[[ Text segment open ]]
I found my first Mac in the garbage. It was a Mac 512K (Fat Mac) and had been the office computer at my church for about five years. It had developed the vertical line disease (for those of you who don’t know old Macs, when they get too hot, the insides start to melt a little bit, and the first thing to go is always the screen).
The church figured it wasn’t worth fixing, so they were going to throw it out. I claimed it instead.
At the time, I was 12, and the thing sat on my desk for about six months while I saved up the $50 necessary to get it repaired. In the end, my parents got it fixed for me.
I learned for about four years on that Mac: I learned word processing (MS Word, MacWrite), spreadsheets (MS Multiplan), databases (MS File) and even object oriented programming (HyperCard). I pulled every one of those programs apart with ResEdit. I loved it.
[[ Text segment closed ]]
[[ Data listing open ]]
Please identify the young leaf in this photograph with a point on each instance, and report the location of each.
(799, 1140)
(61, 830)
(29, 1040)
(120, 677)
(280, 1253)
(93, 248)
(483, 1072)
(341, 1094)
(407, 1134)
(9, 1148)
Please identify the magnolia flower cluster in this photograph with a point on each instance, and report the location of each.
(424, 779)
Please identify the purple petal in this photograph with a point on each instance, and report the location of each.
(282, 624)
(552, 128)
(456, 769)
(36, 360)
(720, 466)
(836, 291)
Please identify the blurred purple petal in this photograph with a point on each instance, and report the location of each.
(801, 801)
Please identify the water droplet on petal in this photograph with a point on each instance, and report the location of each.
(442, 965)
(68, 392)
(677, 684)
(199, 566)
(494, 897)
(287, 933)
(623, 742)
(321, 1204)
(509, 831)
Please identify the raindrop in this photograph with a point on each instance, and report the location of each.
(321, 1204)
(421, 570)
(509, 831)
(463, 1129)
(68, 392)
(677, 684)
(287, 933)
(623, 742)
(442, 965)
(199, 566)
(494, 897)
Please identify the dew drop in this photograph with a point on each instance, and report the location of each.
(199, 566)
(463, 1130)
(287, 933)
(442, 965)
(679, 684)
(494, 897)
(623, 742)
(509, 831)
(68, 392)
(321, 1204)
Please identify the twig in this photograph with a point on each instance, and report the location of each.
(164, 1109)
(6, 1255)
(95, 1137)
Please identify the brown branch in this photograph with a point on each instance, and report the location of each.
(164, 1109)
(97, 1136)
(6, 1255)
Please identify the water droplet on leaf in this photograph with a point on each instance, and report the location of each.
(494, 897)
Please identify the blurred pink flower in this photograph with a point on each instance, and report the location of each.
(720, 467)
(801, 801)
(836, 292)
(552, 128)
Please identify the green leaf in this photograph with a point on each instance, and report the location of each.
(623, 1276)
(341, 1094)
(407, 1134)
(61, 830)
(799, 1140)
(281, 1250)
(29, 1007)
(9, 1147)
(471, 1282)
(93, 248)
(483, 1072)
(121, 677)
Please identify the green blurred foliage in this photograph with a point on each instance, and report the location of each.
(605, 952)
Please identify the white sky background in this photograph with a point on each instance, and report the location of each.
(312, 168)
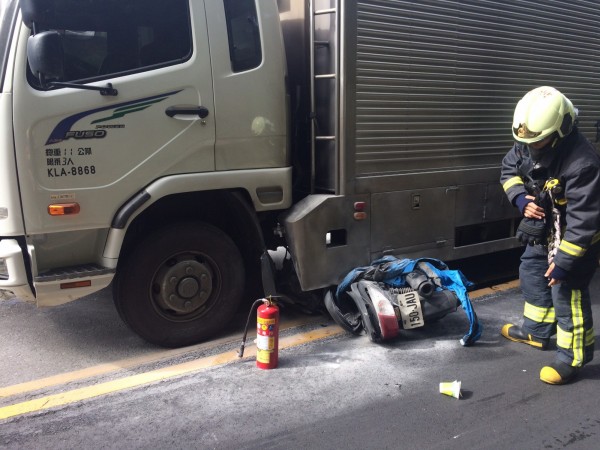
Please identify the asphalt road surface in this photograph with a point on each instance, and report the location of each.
(331, 390)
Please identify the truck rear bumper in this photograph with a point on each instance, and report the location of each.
(13, 275)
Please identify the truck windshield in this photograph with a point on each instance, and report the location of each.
(7, 15)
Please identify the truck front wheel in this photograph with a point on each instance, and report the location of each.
(180, 285)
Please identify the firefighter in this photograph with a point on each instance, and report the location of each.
(552, 175)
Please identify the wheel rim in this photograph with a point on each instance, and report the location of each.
(185, 287)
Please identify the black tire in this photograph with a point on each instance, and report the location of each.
(180, 285)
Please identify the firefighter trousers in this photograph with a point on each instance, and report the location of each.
(564, 309)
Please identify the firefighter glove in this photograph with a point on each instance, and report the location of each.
(531, 231)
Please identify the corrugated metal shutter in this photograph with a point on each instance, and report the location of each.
(437, 81)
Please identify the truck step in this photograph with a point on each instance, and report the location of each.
(68, 273)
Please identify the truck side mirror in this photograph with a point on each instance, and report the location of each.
(36, 11)
(45, 55)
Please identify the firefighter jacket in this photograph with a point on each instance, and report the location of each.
(575, 164)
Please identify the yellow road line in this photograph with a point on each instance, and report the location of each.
(104, 369)
(76, 395)
(494, 289)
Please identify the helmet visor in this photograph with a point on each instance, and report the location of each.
(523, 132)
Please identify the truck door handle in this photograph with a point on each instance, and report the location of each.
(199, 111)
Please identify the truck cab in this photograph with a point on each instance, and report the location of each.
(132, 133)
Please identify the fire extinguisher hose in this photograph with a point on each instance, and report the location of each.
(254, 306)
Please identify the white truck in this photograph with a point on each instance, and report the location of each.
(166, 146)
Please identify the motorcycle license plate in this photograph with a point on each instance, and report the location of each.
(410, 310)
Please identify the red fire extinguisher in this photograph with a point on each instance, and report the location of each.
(267, 334)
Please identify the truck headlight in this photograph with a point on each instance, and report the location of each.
(3, 269)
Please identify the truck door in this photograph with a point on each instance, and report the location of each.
(76, 145)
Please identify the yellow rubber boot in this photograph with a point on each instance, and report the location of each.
(558, 373)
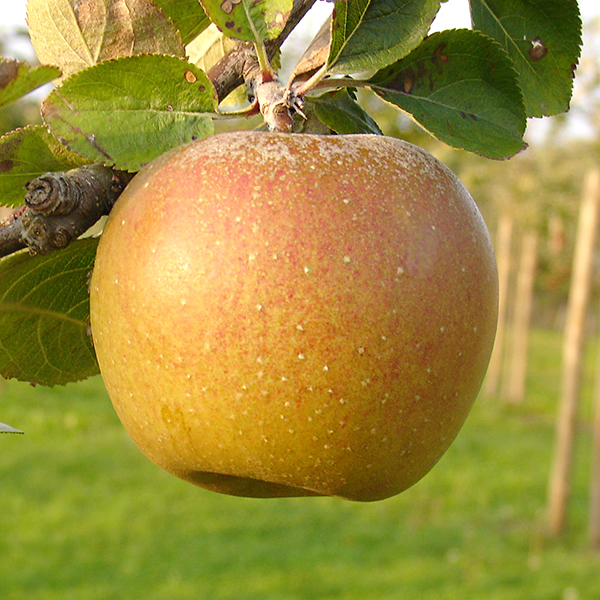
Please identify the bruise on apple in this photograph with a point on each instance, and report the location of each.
(287, 315)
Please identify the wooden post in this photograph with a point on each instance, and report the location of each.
(594, 518)
(503, 245)
(517, 374)
(560, 479)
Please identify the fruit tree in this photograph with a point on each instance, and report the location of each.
(307, 309)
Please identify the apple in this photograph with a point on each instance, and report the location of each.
(294, 315)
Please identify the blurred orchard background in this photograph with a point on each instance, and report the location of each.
(511, 512)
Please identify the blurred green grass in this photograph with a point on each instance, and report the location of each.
(84, 516)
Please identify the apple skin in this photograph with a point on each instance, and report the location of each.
(293, 315)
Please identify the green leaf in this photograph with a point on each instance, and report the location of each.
(207, 50)
(26, 154)
(543, 38)
(368, 35)
(75, 34)
(460, 86)
(44, 313)
(18, 78)
(249, 20)
(127, 111)
(341, 113)
(4, 428)
(187, 16)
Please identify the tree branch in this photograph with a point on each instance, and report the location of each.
(241, 64)
(59, 207)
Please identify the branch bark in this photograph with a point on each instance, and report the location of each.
(59, 207)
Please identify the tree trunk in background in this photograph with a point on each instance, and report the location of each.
(594, 524)
(503, 245)
(560, 479)
(523, 301)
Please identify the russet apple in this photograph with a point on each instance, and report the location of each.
(291, 315)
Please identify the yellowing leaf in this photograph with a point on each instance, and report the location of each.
(74, 34)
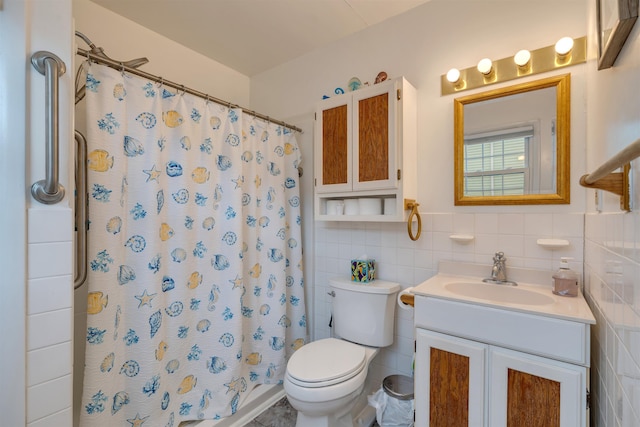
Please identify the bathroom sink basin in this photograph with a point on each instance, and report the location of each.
(499, 293)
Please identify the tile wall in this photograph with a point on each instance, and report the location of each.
(612, 288)
(410, 263)
(49, 317)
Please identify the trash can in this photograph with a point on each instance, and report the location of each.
(394, 402)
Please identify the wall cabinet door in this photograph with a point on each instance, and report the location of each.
(357, 139)
(449, 381)
(532, 391)
(333, 148)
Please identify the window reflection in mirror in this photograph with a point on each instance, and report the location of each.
(512, 144)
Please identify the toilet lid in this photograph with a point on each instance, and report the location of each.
(325, 362)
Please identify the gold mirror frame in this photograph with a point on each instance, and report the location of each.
(562, 83)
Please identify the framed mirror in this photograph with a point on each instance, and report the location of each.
(512, 145)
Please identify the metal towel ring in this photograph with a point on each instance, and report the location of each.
(413, 205)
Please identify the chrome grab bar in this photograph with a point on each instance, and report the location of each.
(81, 210)
(49, 190)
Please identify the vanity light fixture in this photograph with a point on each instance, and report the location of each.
(565, 53)
(486, 68)
(563, 50)
(564, 46)
(523, 61)
(453, 77)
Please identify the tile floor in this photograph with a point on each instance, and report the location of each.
(279, 415)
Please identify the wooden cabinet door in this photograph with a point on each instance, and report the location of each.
(375, 136)
(531, 391)
(333, 147)
(450, 381)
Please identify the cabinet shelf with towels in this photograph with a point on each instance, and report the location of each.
(365, 150)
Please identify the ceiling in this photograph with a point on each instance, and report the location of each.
(251, 36)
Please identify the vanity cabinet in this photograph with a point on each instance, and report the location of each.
(481, 366)
(461, 382)
(365, 147)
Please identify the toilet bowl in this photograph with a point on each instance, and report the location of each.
(324, 379)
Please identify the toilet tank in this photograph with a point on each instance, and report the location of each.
(364, 313)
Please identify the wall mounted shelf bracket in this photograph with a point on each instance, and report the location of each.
(615, 182)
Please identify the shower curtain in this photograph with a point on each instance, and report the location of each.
(195, 260)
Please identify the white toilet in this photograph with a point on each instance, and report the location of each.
(325, 378)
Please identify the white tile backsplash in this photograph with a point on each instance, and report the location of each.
(411, 263)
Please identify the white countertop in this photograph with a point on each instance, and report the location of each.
(568, 308)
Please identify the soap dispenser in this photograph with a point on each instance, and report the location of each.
(565, 280)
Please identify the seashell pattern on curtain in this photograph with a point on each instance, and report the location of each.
(195, 254)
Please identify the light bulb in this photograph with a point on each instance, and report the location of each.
(564, 46)
(522, 58)
(485, 65)
(453, 75)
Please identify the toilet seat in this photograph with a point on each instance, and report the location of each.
(325, 362)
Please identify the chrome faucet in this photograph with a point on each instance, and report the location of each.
(499, 271)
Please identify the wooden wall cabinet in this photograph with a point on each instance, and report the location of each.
(365, 147)
(461, 382)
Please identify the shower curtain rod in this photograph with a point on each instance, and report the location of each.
(120, 66)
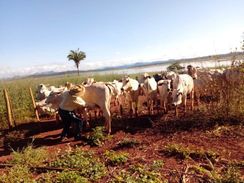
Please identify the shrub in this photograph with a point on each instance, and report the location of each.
(86, 163)
(70, 176)
(17, 174)
(97, 136)
(183, 153)
(126, 143)
(116, 158)
(29, 156)
(138, 173)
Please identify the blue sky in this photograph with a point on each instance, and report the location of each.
(36, 35)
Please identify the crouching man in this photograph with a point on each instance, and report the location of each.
(67, 108)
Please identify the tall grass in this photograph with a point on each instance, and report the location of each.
(20, 99)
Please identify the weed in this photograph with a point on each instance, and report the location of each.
(70, 176)
(138, 173)
(177, 151)
(17, 174)
(29, 156)
(127, 143)
(157, 164)
(184, 153)
(116, 158)
(88, 165)
(97, 136)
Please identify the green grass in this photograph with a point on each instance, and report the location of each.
(18, 91)
(87, 163)
(29, 156)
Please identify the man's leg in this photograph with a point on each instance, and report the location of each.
(78, 125)
(65, 116)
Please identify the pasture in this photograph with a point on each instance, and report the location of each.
(203, 145)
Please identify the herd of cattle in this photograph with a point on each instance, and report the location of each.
(170, 88)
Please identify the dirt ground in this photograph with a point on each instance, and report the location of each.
(225, 138)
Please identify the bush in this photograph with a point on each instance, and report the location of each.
(138, 173)
(115, 158)
(127, 143)
(70, 176)
(17, 174)
(86, 163)
(97, 136)
(29, 156)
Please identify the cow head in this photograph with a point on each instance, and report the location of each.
(177, 97)
(126, 84)
(77, 90)
(192, 71)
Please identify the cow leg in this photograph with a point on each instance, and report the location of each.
(176, 111)
(192, 100)
(131, 110)
(149, 107)
(136, 108)
(184, 102)
(107, 116)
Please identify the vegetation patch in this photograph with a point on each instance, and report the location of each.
(97, 137)
(86, 163)
(29, 156)
(138, 173)
(116, 158)
(126, 143)
(225, 175)
(17, 174)
(183, 152)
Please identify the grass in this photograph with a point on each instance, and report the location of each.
(126, 143)
(181, 152)
(29, 156)
(18, 91)
(138, 173)
(87, 163)
(116, 158)
(17, 174)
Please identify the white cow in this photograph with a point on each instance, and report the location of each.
(203, 82)
(171, 75)
(184, 85)
(115, 87)
(97, 94)
(233, 76)
(164, 89)
(131, 87)
(149, 88)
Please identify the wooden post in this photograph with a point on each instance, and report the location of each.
(9, 114)
(34, 105)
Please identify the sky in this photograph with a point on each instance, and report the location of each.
(37, 35)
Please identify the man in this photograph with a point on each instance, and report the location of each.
(67, 113)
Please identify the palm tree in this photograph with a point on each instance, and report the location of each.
(76, 56)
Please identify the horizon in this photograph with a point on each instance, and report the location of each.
(37, 36)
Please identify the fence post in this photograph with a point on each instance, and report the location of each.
(9, 113)
(34, 105)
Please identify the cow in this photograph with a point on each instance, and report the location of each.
(203, 81)
(88, 81)
(115, 87)
(97, 94)
(131, 87)
(164, 89)
(149, 88)
(183, 85)
(44, 91)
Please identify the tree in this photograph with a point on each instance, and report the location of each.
(76, 56)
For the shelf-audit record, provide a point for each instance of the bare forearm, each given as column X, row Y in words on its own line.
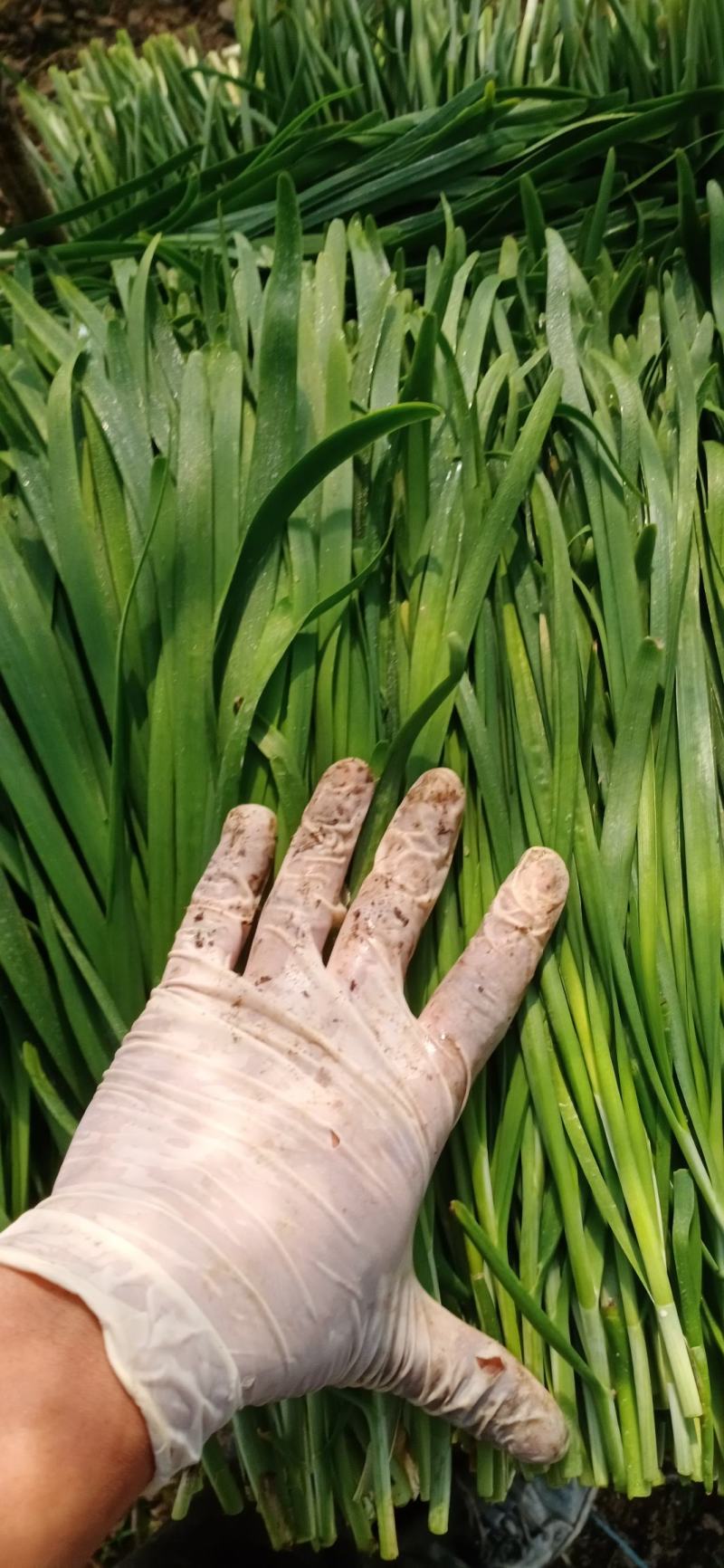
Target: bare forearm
column 74, row 1449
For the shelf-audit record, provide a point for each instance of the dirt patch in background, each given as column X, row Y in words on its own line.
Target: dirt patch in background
column 38, row 33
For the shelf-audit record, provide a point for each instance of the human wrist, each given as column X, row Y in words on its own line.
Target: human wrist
column 157, row 1339
column 74, row 1448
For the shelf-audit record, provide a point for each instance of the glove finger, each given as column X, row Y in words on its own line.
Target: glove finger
column 385, row 923
column 479, row 999
column 304, row 899
column 458, row 1372
column 224, row 902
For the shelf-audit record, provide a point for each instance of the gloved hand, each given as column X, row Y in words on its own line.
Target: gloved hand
column 237, row 1206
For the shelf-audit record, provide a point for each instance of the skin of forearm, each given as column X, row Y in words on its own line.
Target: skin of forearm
column 74, row 1448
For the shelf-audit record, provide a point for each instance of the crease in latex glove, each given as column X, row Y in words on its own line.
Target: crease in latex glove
column 237, row 1205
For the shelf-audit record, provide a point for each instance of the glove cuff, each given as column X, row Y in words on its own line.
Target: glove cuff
column 163, row 1351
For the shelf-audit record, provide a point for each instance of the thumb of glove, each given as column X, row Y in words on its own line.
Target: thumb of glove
column 458, row 1372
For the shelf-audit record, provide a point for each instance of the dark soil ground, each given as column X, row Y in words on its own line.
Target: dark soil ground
column 676, row 1526
column 38, row 33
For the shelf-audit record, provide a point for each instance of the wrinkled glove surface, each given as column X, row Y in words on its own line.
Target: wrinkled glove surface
column 237, row 1206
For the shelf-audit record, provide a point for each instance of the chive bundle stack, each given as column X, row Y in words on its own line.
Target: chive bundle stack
column 488, row 531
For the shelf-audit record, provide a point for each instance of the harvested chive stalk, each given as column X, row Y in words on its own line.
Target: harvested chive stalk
column 519, row 569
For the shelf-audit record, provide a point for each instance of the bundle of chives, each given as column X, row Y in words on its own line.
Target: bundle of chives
column 491, row 533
[[ Data listing closed ]]
What the task requires -> According to the account of the Mac found in the garbage, how much money had to be saved to get the computer repaired?

Result of the task -> $50